» SHORT PROBLEM
Take the material below and write it all out again exactly.

Saved data entries
>> begin
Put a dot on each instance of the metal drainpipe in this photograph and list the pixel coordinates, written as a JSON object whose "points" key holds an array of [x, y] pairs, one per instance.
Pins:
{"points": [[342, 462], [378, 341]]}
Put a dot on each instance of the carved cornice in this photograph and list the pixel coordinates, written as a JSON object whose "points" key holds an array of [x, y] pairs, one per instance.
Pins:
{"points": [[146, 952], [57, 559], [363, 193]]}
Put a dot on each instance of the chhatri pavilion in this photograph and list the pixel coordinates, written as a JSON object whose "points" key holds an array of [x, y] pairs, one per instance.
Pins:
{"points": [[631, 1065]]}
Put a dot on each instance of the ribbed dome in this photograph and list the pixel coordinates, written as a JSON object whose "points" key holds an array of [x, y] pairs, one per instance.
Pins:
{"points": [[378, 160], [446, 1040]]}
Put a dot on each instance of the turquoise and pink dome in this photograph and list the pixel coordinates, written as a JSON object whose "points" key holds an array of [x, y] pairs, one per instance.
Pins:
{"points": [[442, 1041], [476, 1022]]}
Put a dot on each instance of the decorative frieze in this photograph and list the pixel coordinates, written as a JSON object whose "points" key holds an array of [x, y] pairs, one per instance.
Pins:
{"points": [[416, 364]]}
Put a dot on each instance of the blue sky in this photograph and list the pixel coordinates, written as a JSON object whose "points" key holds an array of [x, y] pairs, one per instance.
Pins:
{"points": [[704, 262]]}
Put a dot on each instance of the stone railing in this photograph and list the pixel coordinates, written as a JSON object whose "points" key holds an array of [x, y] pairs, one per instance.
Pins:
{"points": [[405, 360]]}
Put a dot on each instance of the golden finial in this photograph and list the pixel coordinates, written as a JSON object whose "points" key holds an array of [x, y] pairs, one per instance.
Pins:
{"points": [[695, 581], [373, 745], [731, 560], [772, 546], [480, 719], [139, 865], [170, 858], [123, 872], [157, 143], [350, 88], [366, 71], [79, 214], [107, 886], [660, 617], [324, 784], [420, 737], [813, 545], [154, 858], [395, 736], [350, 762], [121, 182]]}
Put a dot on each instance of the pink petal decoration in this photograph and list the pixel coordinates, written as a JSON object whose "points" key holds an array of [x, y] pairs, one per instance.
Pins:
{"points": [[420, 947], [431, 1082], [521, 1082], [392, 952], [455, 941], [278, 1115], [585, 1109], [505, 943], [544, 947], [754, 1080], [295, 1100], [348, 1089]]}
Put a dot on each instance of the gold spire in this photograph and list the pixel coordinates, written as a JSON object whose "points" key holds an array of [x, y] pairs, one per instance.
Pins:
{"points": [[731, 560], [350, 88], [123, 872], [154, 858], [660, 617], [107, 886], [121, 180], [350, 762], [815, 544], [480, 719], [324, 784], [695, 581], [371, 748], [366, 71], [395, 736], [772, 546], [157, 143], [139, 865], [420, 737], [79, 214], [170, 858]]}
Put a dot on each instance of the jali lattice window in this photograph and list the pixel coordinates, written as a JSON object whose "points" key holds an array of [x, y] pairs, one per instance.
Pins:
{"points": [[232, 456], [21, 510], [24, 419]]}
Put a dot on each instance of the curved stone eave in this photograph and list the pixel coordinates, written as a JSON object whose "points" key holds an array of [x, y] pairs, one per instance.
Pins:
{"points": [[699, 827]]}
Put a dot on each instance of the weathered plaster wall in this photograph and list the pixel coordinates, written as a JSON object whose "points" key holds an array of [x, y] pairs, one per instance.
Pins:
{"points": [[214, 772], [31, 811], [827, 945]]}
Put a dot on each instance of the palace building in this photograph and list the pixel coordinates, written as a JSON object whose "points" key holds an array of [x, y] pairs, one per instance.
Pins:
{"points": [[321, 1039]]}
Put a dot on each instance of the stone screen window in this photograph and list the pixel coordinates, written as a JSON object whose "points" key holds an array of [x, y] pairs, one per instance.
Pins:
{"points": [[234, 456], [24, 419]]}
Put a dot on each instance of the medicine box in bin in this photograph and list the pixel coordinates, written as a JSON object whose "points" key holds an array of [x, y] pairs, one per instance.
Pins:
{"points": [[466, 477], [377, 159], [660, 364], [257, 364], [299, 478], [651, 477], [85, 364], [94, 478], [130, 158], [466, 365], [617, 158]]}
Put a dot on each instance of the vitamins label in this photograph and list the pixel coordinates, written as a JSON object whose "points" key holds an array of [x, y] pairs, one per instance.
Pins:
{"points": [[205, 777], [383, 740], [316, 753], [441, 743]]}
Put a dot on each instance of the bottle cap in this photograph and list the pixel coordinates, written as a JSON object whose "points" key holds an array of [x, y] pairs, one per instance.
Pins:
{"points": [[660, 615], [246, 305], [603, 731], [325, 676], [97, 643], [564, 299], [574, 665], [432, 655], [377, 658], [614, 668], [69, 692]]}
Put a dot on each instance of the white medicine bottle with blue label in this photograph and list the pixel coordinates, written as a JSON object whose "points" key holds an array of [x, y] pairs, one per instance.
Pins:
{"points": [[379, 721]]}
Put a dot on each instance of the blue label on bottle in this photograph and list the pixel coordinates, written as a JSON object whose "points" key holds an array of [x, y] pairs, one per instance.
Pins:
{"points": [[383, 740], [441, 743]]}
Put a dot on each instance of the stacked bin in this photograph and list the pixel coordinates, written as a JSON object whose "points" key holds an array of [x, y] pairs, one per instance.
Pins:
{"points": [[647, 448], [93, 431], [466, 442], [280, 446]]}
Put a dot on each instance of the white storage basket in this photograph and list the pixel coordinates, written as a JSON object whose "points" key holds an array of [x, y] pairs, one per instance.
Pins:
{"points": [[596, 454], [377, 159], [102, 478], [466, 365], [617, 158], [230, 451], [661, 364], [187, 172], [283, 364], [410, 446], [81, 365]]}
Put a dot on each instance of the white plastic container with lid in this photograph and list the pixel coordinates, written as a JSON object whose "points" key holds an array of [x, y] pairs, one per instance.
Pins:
>> end
» OUTPUT FOR THIS TASK
Put a dot on each instance of the metal drainpipe in this photograph and list the pixel coordinates, written as a JSON object whose "points" key holds an array of [x, y] pairs, one per instance.
Pins:
{"points": [[342, 462], [378, 341]]}
Put a dot on each instance of the carved cornice in this photograph and list the pixel coordinates, written as a JSON object whose "points" key holds an array of [x, y] pairs, one per instance.
Pins:
{"points": [[146, 952], [57, 559], [363, 193]]}
Put a dot on each instance of the chhatri pavilion in this photograph and list the pixel coordinates, written as a JSON object whose "points" key holds an array of [x, y] pairs, one per instance.
Pins:
{"points": [[631, 1065]]}
Put a dot on each instance of the ribbed dome in this photograph and list the pixel coordinates, written as a JSON object whose "points" key holds an array of [x, y] pairs, one per instance.
Pins:
{"points": [[378, 160], [446, 1040]]}
Put a dot on each instance of the turquoise and pink dome in this photograph and list the pixel coordinates, written as a JSON object whose "points" key holds an array of [x, y] pairs, one per instance.
Pins:
{"points": [[442, 1041], [476, 1022]]}
Put a dot on each instance of the decorative frieze in this photograph and list the pixel coordinates, written as a JSON object whose "points" key holds an array of [x, y] pairs, one per instance.
Pins:
{"points": [[416, 364]]}
Put a dot on each instance of the blue sky in this photograph and list the pixel coordinates, written as a JSON object whose "points" key holds an array of [x, y] pairs, one per instance.
Pins:
{"points": [[704, 262]]}
Put a dot on each instance of the stone railing in this photograph and list the pixel coordinates, written as a JSON object whose "points" key holds an array of [x, y] pairs, one per instance.
Pins:
{"points": [[405, 360]]}
Put a dot on each instance of the golden finial in this photograph and list the pixel coordinates, written as a JSON object whose "points" key holds an array of [x, y] pairs, one per instance.
Pins:
{"points": [[695, 581], [373, 745], [731, 560], [772, 546], [480, 719], [139, 865], [170, 858], [123, 872], [157, 143], [350, 88], [366, 71], [79, 214], [107, 886], [660, 617], [324, 784], [420, 737], [813, 545], [154, 858], [395, 736], [350, 762], [121, 182]]}
Put a dot on each instance of the pink petal decoration in this photograph and list the pixel coordinates, written as a JSON object whose "points" key holds an array of [x, y] pairs, one per instance.
Pins:
{"points": [[420, 947], [431, 1082], [521, 1082], [392, 952], [455, 941], [278, 1115], [585, 1109], [505, 943], [544, 947], [754, 1080], [295, 1100], [348, 1089]]}
Put a dot on each instance of the gold spire in this photograph and list the pixel coordinates, written as a JSON object whose "points" key holds an array of [x, y] pairs, one per instance.
Pins:
{"points": [[731, 560], [350, 88], [123, 872], [154, 858], [660, 617], [107, 886], [121, 180], [350, 762], [815, 544], [480, 719], [324, 784], [695, 581], [371, 748], [366, 71], [395, 736], [772, 546], [157, 143], [139, 865], [420, 737], [79, 214], [170, 858]]}
Put a dot on each instance of the jali lattice window in this photograph and list the pixel coordinates, written as a JSON object whose "points" key holds an array of [x, y] pairs, one per instance.
Pins:
{"points": [[232, 456], [21, 510], [24, 419]]}
Put a dot on each instance of the curved stone eave in this photograph and list the pixel coordinates, written as a JSON object whose "points" key holds an array of [x, y] pairs, one per instance.
Pins:
{"points": [[699, 827]]}
Put a dot on each instance of the weathered plaster wall in this photograph and list the pixel coordinates, written as a JSON object whose "points" key holds an array of [x, y] pairs, one per instance.
Pins:
{"points": [[214, 772], [31, 811], [827, 945]]}
Put a dot on each instance of the palace building in this photograph and list the pixel coordinates, written as a JSON object whose "points" key holds an array of [x, y] pairs, one per instance.
Pins:
{"points": [[321, 1039]]}
Put a dot on each instance of the stone screen window in this photograph and list the pixel coordinates, written as a JSON object whose "points" key holds an array of [x, y] pairs, one per instance.
Pins:
{"points": [[234, 456], [24, 419]]}
Put a dot on each instance of the medicine box in bin in this photograph and list the pixel coordinates, written as a JSON object whose "points" key holds an array of [x, y] pairs, one per instance.
Pins:
{"points": [[466, 477], [377, 159], [660, 364], [257, 364], [299, 478], [651, 477], [85, 364], [94, 478], [130, 158], [466, 365], [617, 158]]}
Put a dot on each instance of the vitamins label in this photograph and list the pixel coordinates, written as a JSON object whose "points" key holds an array of [x, y] pairs, one per instance.
Pins:
{"points": [[205, 777], [383, 740], [316, 753], [441, 743]]}
Put a dot on each instance of the bottle cap in this photograph and list the pixel coordinates, written as a JSON object whose "points" key holds an array of [x, y] pairs, one per instance.
Pins:
{"points": [[660, 615], [246, 305], [603, 731], [325, 676], [97, 643], [564, 299], [574, 665], [432, 655], [377, 658], [614, 668], [69, 692]]}
Put a dot on each instance of the white medicine bottle with blue label in this photograph and list the pixel coordinates, written as a JSON object whose "points" key holds an array of [x, y] pairs, one per instance.
Pins:
{"points": [[379, 721]]}
Put a dot on each instance of the blue label on bottle in this photograph and list the pixel coordinates, written as a JSON object whose "points" key holds an array of [x, y] pairs, one per instance.
Pins:
{"points": [[383, 740], [441, 743]]}
Put a dot on each instance of the stacked bin in this photograph and list the pixel coordinates, written as a JSON object whose "points" key holds an array of [x, y] pairs, one per instance.
Pins:
{"points": [[647, 448], [93, 431], [466, 442], [280, 446]]}
Put a dot on each instance of the white storage basket in this photograph and list the pixel coordinates, written as a JSON object whose "points" key holds an array of [x, y] pairs, one per instance.
Pins:
{"points": [[596, 454], [377, 159], [102, 478], [466, 365], [617, 158], [230, 451], [661, 364], [187, 172], [283, 364], [410, 446], [81, 365]]}
Put a dot on each instance of the white plastic container with lid in this photograph and list the pixel coordinates, written as a JSON object whose "points" key holds an array of [x, y] pairs, one per instance.
Pins:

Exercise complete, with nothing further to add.